**What you are asked to do**.
Please render every line of the records below as a JSON list of strings, one string per line, with blank lines left out.

++++

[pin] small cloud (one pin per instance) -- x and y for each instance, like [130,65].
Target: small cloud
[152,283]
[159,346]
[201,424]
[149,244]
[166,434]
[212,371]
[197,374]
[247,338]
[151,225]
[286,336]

++++

**Solution for this exercise**.
[
  "[pin] small cloud (one pin per instance) -- x and y for each instance, like [130,65].",
  "Target: small cloud",
  "[152,283]",
  "[159,346]",
  "[201,424]",
  "[149,244]",
  "[166,434]",
  "[212,371]",
  "[197,374]",
  "[247,338]",
  "[151,225]",
  "[286,336]"
]